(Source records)
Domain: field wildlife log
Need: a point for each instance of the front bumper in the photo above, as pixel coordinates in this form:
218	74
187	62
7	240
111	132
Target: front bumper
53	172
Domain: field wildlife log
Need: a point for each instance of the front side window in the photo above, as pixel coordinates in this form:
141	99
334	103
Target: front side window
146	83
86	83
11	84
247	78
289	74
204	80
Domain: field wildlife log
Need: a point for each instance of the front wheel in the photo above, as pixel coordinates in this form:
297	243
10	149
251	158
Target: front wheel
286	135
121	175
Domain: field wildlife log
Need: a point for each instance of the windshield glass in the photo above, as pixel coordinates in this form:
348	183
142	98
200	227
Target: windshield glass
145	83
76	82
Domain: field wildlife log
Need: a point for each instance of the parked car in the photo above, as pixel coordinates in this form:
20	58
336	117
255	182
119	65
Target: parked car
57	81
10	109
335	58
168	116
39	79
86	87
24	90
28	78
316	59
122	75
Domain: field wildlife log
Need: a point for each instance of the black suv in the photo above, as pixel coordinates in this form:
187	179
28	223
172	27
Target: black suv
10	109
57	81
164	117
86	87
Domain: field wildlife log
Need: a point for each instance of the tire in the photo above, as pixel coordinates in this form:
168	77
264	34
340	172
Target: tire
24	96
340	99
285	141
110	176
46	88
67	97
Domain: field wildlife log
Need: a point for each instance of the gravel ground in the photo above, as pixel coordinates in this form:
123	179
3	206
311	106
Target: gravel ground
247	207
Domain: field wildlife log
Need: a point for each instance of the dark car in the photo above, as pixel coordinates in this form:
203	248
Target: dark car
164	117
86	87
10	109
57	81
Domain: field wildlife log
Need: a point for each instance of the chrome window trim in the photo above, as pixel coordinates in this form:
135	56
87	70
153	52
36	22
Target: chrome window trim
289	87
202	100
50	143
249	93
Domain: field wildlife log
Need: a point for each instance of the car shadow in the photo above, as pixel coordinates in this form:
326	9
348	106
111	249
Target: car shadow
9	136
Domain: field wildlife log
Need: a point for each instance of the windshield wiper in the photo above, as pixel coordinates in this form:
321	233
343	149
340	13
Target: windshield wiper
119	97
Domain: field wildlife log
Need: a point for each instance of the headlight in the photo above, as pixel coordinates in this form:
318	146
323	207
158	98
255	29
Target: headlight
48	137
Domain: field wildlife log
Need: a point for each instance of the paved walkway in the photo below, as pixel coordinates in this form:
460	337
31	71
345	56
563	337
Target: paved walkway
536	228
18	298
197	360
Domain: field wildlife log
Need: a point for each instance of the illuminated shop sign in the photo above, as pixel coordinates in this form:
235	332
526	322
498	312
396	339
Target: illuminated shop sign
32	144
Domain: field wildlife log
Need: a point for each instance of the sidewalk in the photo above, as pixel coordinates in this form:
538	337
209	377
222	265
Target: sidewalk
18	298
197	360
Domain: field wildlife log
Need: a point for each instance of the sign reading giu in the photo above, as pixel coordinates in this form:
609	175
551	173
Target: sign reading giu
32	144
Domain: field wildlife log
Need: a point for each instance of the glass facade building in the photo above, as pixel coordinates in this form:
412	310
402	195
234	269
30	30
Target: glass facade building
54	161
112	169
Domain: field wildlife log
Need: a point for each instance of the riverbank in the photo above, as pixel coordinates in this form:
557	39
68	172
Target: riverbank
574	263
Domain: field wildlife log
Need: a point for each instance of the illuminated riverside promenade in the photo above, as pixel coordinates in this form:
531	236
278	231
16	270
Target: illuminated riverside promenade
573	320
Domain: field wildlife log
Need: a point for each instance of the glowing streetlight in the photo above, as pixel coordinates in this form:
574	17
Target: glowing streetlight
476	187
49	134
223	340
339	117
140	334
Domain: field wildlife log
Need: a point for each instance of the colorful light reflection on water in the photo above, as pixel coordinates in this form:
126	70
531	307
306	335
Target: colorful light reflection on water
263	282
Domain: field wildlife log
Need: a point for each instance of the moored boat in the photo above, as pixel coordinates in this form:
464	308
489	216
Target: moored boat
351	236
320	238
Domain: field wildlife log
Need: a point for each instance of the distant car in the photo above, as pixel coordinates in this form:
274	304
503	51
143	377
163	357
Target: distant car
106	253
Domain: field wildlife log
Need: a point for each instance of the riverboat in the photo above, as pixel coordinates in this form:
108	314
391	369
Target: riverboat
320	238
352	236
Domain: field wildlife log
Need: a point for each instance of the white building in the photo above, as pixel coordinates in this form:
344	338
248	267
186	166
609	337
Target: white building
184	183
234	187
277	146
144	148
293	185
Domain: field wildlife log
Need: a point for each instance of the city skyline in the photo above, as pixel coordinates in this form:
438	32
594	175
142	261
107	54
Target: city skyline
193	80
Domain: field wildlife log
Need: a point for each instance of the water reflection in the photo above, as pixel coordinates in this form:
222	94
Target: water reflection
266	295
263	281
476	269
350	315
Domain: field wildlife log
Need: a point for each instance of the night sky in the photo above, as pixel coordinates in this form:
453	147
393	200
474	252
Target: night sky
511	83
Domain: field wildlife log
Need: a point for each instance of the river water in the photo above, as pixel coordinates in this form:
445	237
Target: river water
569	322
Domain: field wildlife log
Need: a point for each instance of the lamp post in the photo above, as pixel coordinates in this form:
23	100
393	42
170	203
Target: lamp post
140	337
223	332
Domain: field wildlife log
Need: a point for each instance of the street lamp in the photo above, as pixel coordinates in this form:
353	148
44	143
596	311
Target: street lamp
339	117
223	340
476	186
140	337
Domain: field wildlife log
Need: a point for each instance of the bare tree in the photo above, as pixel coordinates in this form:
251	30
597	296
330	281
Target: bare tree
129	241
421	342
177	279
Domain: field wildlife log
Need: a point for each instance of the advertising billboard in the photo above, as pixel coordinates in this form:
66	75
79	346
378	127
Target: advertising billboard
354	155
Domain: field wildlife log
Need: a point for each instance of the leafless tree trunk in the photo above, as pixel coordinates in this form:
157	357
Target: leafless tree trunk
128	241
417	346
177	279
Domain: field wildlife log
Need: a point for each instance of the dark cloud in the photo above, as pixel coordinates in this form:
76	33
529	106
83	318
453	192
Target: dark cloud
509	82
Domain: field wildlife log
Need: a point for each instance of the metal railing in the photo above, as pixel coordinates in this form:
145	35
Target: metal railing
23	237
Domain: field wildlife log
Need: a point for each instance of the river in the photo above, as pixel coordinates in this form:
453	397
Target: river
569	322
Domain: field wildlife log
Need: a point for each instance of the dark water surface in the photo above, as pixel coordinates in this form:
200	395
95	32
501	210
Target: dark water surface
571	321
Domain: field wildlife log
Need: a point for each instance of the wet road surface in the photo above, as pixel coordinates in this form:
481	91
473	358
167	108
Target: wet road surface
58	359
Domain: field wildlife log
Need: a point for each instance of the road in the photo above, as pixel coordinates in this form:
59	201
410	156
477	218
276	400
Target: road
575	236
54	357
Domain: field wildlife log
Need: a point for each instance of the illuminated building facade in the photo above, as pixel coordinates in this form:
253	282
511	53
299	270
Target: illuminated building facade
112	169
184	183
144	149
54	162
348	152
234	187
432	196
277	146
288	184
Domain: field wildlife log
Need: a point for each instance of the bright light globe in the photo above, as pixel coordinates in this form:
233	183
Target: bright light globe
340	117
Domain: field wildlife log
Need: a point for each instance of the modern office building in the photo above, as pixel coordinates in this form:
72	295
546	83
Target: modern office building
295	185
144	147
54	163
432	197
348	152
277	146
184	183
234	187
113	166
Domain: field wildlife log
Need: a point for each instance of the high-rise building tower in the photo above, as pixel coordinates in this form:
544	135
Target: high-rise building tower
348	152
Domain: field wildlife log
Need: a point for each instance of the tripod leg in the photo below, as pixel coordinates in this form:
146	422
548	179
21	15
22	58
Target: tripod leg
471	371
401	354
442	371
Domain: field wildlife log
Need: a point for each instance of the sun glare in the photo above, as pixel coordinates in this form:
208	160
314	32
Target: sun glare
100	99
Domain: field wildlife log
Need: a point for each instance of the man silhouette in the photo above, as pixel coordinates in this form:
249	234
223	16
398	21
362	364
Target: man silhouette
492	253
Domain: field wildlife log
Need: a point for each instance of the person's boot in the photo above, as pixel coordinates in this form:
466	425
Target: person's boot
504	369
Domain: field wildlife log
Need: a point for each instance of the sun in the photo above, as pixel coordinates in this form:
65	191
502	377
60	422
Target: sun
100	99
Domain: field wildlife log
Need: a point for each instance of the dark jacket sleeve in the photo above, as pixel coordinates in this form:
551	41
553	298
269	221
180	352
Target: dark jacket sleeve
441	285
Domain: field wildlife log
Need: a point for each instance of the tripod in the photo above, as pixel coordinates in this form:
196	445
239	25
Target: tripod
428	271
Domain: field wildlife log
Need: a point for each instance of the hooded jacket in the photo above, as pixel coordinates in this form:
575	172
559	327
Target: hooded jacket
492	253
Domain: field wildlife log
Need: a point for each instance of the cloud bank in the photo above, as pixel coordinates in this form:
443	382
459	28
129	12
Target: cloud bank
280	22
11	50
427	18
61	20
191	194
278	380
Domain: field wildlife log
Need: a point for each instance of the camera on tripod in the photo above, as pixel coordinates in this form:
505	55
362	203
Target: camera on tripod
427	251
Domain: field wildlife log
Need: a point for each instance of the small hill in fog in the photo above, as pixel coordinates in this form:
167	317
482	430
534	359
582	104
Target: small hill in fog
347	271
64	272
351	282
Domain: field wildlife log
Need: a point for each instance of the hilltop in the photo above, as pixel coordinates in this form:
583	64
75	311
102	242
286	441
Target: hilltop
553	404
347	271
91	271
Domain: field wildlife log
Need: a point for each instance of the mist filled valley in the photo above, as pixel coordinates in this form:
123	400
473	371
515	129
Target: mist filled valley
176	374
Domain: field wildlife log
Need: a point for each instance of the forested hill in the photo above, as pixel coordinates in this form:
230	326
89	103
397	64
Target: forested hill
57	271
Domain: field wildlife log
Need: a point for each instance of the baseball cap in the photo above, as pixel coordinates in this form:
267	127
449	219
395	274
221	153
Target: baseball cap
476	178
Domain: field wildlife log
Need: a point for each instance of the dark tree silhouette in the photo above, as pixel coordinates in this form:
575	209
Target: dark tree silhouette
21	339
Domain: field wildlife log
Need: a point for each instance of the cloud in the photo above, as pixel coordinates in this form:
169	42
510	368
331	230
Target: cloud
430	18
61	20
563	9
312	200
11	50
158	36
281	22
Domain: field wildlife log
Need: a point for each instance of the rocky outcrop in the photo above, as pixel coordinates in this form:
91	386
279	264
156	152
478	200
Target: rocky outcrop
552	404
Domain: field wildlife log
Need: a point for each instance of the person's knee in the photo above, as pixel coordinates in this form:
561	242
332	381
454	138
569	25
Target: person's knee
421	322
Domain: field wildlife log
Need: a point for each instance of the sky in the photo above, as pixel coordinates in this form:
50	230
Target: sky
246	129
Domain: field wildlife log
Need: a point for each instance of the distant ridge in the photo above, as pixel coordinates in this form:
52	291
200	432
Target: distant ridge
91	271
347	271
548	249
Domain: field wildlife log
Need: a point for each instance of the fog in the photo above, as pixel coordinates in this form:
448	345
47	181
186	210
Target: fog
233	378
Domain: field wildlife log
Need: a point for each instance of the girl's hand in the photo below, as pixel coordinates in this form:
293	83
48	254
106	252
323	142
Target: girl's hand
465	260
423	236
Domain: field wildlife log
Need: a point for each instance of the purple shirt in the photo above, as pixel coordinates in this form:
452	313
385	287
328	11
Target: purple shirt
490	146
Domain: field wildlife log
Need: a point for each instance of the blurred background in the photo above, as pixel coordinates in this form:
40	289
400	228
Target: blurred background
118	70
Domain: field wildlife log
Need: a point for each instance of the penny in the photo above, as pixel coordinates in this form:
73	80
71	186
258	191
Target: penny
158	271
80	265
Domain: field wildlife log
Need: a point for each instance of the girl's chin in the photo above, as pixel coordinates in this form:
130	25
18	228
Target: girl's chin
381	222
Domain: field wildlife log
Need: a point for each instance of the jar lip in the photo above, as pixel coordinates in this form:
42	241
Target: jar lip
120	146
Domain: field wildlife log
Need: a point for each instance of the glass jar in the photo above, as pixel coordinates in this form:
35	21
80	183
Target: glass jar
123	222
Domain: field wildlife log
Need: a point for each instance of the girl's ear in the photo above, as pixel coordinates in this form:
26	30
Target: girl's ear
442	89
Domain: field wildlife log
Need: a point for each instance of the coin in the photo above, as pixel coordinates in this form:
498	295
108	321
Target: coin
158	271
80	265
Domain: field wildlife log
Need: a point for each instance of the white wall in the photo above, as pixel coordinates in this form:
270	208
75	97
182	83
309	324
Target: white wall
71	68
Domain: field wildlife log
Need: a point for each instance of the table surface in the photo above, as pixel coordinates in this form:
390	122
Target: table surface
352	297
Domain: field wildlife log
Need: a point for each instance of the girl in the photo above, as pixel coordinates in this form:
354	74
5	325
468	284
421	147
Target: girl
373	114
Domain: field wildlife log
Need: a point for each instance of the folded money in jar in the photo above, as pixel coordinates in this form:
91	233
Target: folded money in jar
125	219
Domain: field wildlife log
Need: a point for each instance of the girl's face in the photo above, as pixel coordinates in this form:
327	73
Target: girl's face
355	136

REQUEST | Count the lines of the rows that contain the word "white", treating case as significant, and give only the number.

REPLY | 4